**Excerpt provided**
= = =
In reviewing a factual sufficiency complaint, we must first examine all of the evidence. Lofton v. Texas Brine Corp., 720 S.W.2d 804, 805 (Tex. 1986). Having considered and weighed all the evidence, we should set aside the verdict only if the evidence is so weak, or the finding is so against the great weight and preponderance of the evidence, that it is clearly wrong and unjust. Cain v. Bain, 709 S.W.2d 175, 176 (Tex. 1986). We cannot merely substitute our opinion for that of the trier of fact and determine that we would reach a different conclusion. Hollander v. Capon, 853 S.W.2d 723, 726 (Tex. App.—Houston [1st Dist.] 1993, writ denied).
= = =
**Dataset extract**

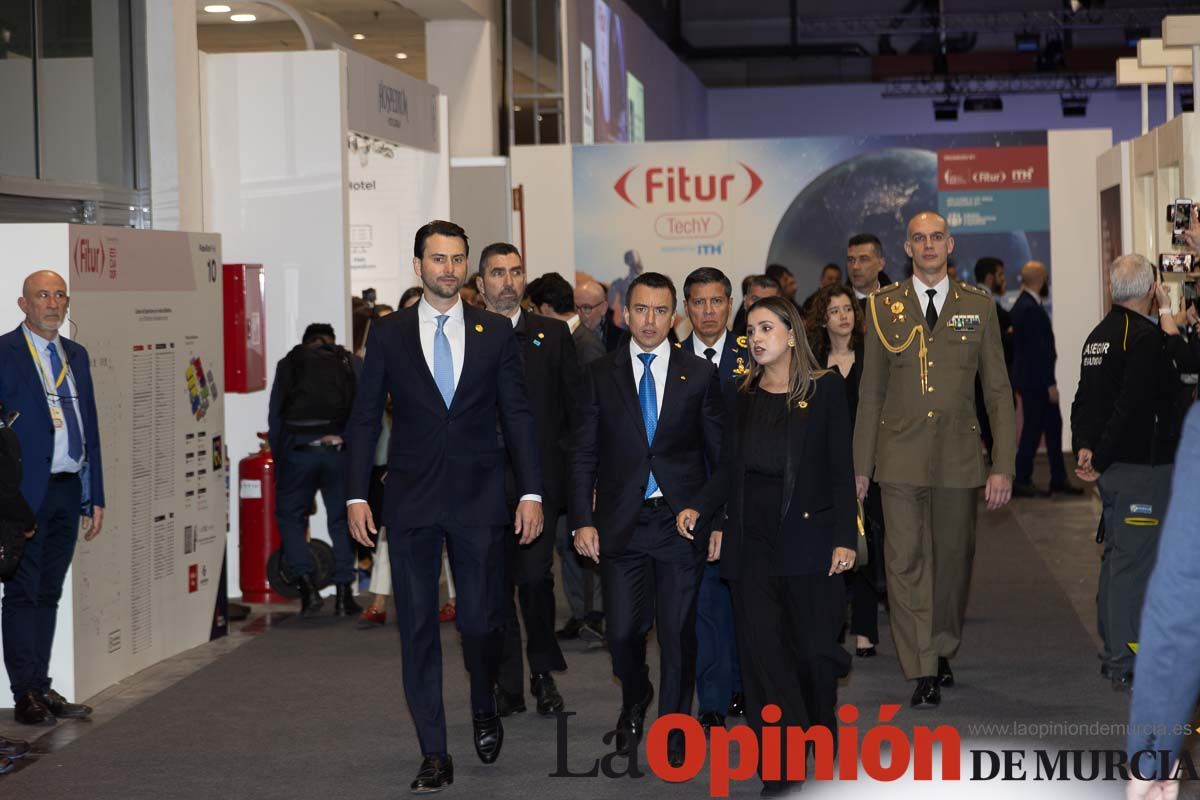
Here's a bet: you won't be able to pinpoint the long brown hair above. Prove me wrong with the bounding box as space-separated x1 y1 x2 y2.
= = =
**Problem statement**
Write the next part of the passage on the standard for reviewing a factual sufficiency complaint, starting after its last sentence. The listing is separate material, unrelated to the passage on reviewing factual sufficiency.

**Task answer**
“The jury is the exclusive judge of the facts proved, the credibility of the witnesses and the weight to be given to their testimony.” Dyson v. Olin Corp., 692 S.W.2d 456, 458 (Tex. 1985) (quoting Benoit v. Wilson, 150 Tex. 273, 281, 239 S.W.2d 792, 796 (1951)). When the trier of fact is presented with conflicting evidence, it may believe one witness and disbelieve others. McGalliard v. Kuhlmann, 722 S.W.2d 694, 697 (Tex. 1986) (citing Ford v. Panhandle & Santa Fe Ry. Co., 151 Tex. 538, 542, 252 S.W.2d 561, 563 (1952)). The trier of fact is permitted to resolve inconsistencies in the testimony of any witness. Id. (citing Benoit, 150 Tex. at 281–82, 239 S.W.2d at 797–98 (1951)). The jury, as the trier of fact, may also draw inferences from the facts and choose between conflicting inferences. Ramo, Inc. v. English, 500 S.W.2d 461, 467 (Tex. 1973). We cannot overturn the fact finder’s ruling unless only one inference can be drawn from the evidence. Havner v. E-Z Mart Stores, Inc., 825 S.W.2d 456, 461 (Tex. 1992).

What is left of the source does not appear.